**Stated task 1**:
Please return, word for word, the part of the records that opens with the line containing "Can you see the dark" and closes with the line containing "column 84, row 51", both of those lines included.

**Text section**:
— start —
Quantum is taking the leap.
Six years after Google announced it had reached quantum supremacy—that their quantum computer had performed a calculation a regular computer could not—the technology continues to push boundaries.
Classical computing relies on bits (which can be either a 1 or 0) and classical computations involve a single input, algorithm, and output. Quantum computing relies on “qubits,” which exist not only as ones and zeros but in a “superposition” state in-between, allowing quantum computers to analyze multiple solutions and outputs simultaneously. The technology has promise in the encryption space as well as simulations and research applications.
Google’s quantum supremacy was achieved through random circuit sampling, a complicated technical breakthrough that involves registering the output of a set of qubits. This sampling requires a level of processing power that’s not possible with standard computers, even powerful ones. Sergio Boixo, Google’s director of quantum computing, told IT Brew that the discovery was a watershed moment akin to the Wright brothers first taking flight.
“It was the first demonstration that there is a new, different paradigm of computation that allows you to do some things which are practically impossible for classical, traditional computers,” Boixo said. “It was not a commercial application yet, that’s still part of the journey.”
— end —
**Stated task 2**:
In the quantum computing article, which areas are named as ones where the technology shows promise? List each one.

**Available data**:
— start —
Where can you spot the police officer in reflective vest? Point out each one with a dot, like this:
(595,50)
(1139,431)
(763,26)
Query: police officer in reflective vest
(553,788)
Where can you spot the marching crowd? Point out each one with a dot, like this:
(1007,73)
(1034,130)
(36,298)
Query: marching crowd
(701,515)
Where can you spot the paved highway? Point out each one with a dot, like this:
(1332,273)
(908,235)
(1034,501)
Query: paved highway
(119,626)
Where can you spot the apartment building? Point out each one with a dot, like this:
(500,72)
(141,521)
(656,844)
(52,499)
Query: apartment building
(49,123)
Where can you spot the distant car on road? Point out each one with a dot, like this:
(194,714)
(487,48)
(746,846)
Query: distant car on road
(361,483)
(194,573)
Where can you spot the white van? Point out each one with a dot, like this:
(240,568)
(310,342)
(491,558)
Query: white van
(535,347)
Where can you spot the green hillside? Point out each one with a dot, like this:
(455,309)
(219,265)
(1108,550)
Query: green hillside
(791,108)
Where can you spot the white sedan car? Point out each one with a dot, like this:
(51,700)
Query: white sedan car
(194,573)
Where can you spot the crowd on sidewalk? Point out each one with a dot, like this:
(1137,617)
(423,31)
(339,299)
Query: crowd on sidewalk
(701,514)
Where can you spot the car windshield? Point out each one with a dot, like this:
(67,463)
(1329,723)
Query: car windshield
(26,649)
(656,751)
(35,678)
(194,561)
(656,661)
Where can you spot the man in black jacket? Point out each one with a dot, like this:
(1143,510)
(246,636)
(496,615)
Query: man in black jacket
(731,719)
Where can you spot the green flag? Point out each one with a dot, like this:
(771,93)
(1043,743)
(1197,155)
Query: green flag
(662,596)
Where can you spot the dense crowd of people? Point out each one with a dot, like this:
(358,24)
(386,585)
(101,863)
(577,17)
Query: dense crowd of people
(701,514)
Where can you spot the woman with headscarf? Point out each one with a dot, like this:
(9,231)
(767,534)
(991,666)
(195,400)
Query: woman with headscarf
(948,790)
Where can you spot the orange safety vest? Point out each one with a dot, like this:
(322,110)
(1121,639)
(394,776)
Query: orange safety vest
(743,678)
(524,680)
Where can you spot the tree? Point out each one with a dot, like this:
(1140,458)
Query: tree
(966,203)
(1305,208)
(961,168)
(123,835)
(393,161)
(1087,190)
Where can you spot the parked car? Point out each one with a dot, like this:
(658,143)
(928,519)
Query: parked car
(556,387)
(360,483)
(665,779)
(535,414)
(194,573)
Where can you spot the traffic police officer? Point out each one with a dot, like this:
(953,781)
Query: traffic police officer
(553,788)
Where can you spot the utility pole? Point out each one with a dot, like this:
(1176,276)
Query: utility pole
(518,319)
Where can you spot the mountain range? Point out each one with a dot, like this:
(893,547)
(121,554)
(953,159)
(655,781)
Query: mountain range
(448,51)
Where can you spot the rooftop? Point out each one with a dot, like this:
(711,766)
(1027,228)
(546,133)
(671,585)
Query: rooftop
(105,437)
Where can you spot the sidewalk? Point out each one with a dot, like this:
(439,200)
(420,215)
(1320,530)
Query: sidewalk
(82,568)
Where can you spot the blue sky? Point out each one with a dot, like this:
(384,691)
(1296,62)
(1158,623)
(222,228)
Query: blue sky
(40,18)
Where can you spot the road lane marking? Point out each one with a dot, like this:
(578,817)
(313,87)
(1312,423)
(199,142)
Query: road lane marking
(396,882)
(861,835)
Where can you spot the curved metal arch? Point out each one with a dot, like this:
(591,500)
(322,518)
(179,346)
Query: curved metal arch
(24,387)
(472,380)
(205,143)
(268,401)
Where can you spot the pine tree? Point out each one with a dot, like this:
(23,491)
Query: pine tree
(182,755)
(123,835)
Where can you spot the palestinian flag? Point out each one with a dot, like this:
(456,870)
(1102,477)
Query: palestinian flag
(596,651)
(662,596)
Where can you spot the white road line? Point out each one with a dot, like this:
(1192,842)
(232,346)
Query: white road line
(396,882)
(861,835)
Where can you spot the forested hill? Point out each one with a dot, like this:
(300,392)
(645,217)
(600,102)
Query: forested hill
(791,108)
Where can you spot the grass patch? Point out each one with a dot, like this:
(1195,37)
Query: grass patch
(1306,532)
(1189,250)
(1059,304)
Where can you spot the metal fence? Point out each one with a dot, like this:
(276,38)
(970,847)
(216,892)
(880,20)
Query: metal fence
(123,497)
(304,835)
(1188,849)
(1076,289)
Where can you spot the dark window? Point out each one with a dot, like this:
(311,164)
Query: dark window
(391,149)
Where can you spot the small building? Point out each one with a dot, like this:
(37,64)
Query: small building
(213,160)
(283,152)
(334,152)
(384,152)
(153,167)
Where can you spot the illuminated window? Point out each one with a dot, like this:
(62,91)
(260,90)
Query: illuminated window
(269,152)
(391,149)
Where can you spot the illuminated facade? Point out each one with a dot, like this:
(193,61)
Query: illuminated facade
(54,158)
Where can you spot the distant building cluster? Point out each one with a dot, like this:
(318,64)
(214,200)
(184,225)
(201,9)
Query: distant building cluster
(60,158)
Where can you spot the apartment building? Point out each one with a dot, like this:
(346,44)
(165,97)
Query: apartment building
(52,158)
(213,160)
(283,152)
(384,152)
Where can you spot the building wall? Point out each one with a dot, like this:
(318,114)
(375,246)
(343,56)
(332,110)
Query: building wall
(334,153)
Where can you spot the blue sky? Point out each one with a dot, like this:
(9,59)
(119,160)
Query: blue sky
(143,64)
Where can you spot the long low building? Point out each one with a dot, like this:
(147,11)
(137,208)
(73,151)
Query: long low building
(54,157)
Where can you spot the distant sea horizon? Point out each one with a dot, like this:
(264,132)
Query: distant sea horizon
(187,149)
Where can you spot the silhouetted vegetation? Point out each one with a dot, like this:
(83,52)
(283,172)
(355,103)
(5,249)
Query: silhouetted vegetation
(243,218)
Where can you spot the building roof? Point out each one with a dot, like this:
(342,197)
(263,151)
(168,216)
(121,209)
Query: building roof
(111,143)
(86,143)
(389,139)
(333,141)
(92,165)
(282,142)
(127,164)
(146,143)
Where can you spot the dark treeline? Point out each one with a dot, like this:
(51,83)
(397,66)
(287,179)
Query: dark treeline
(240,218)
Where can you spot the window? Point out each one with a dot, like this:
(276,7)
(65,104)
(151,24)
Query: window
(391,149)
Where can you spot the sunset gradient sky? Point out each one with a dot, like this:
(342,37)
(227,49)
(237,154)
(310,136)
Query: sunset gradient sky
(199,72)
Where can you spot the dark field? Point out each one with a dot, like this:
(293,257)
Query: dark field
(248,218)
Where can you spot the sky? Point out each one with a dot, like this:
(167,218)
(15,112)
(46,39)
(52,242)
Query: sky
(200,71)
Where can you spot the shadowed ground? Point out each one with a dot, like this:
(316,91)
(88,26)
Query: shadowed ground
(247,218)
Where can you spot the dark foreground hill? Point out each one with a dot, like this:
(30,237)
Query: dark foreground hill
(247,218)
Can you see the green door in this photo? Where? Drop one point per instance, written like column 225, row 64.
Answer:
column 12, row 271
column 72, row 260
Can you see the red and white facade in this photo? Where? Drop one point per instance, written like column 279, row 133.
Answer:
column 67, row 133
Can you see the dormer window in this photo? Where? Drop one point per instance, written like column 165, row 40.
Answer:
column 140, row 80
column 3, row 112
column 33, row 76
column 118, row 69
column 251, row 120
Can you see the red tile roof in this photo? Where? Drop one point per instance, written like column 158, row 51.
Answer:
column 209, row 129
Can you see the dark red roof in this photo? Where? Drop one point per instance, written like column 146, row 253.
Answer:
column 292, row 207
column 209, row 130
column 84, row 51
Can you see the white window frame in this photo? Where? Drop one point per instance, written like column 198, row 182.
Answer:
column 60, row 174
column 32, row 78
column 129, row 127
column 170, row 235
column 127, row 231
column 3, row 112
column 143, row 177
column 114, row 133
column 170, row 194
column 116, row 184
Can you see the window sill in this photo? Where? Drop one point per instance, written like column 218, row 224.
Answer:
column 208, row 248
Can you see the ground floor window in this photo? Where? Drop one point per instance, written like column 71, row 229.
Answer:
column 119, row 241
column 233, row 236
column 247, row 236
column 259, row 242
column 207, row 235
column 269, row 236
— end —
**Task response 1**:
Can you see the dark red roof in this photo? Where? Drop one point per instance, written like column 146, row 253.
Answer:
column 292, row 207
column 209, row 130
column 84, row 51

**Task response 2**:
- Encryption
- Simulations
- Research applications